Want sluipenderwijs was Julianadorp aangepast en dat was niet per se een vooruitgang. Het dorpsgebied werd onsamenhangender, fietspaden, die in de oorspronkelijke opzet geen belangrijk onderdeel van de buurt uitmaakten, werden later kriskras door de wijk aangelegd. Het openbaar groen nam in kwaliteit af en was als drager versnipperd. Mensen verdwaalden, wisten de voordeur niet van de achterdeur te onderscheiden en met schuttingen werd steeds meer aangegeven waar de privétuin eindigde en de gemeentegrond begon. Voorzieningen verdwenen of wisten hun maatschappelijke rol in de wijk niet te behouden. En ook de toename van verharding en lukraak geparkeerde auto’s heeft veel invloed op de ruimtelijke beleving. Terwijl samenhang en gemeenschapszin de oorspronkelijke bedoelingen waren, voelen mensen zich steeds minder veilig of betrokken bij de dorpse samenleving.
Ook de relatie tussen de wijken en het polderlandschap is onduidelijk. Er is nauwelijks verbinding tussen de oude dorpskern en de zee en de duinen, en groen en water vormen geen relatie met het omringende landschap. In dit tuindorp overheerst een gevoel van geslotenheid, iets dat in scherp contrast staat met het weidse landschap.
De kritiek op de bloemkoolwijken zwol verder aan, evenals de vakinhoudelijke discussie. De bloemkoolwijken raakten in het verdomhoekje en werden eind jaren tachtig doodverklaard. Een nieuw alternatief verrees: de Vinex-wijk. Deze opvolger van de jaren negentig heeft ongeveer hetzelfde programma als een bloemkoolwijk maar dan in een andere jas: de wijken zijn opgezet volgens de eisen van deze tijd, zoals een betere aansluiting met de stad, een heldere ruimtelijke structuur, betere energievoorzieningen en aandacht voor duurzaamheid.
Voor verschillende bloemkoolwijken worden initiatieven ontwikkeld. De Haagse Beemden in Breda en Zevenkamp in Rotterdam zijn goede voorbeelden van wijken waarvoor studie is gedaan naar een nieuw stedenbouwkundig plan. “Er wordt weliswaar veel onderzoek gedaan, maar we zitten nog in de pioniersfase en er bestaat weinig vernieuwing”, vindt Richard. Het tempo waarin vernieuwingsplannen worden gemaakt mag wat hem betreft omhoog.

• **Opgeslagen gegevens**:
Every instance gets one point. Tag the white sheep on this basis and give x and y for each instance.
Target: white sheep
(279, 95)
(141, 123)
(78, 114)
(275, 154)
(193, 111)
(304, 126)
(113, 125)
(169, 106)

• **Opdrachten**:
- a) Beantwoord de volgende vragen over de tekst over de bloemkoolwijken, elk antwoord op een eigen regel met dezelfde markering:
(i) Met wat staat het gevoel van geslotenheid in dit tuindorp in scherp contrast?
(ii) Wanneer werden de bloemkoolwijken doodverklaard?
(iii) Welke twee wijken worden genoemd als voorbeelden waarvoor studie is gedaan naar een nieuw stedenbouwkundig plan?
- b) Schrijf uit de tekst over de bloemkoolwijken letterlijk het gedeelte over dat begint met "Ook de relatie" en doorloopt tot en met "het weidse landschap.".
- c) Vat de tekst over de bloemkoolwijken samen in twee zinnen.

• **Antwoorden**:
- a)
(i) Met het weidse landschap.
(ii) Eind jaren tachtig.
(iii) De Haagse Beemden in Breda en Zevenkamp in Rotterdam.

- b)
Ook de relatie tussen de wijken en het polderlandschap is onduidelijk. Er is nauwelijks verbinding tussen de oude dorpskern en de zee en de duinen, en groen en water vormen geen relatie met het omringende landschap. In dit tuindorp overheerst een gevoel van geslotenheid, iets dat in scherp contrast staat met het weidse landschap.

- c) Julianadorp is sluipenderwijs aangepast: het dorpsgebied werd onsamenhangender, het openbaar groen raakte versnipperd en mensen voelen zich steeds minder veilig of betrokken bij de dorpse samenleving. De bloemkoolwijken werden eind jaren tachtig doodverklaard en opgevolgd door de Vinex-wijk, en hoewel er nu voor verschillende bloemkoolwijken initiatieven worden ontwikkeld, zit men volgens Richard nog in de pioniersfase.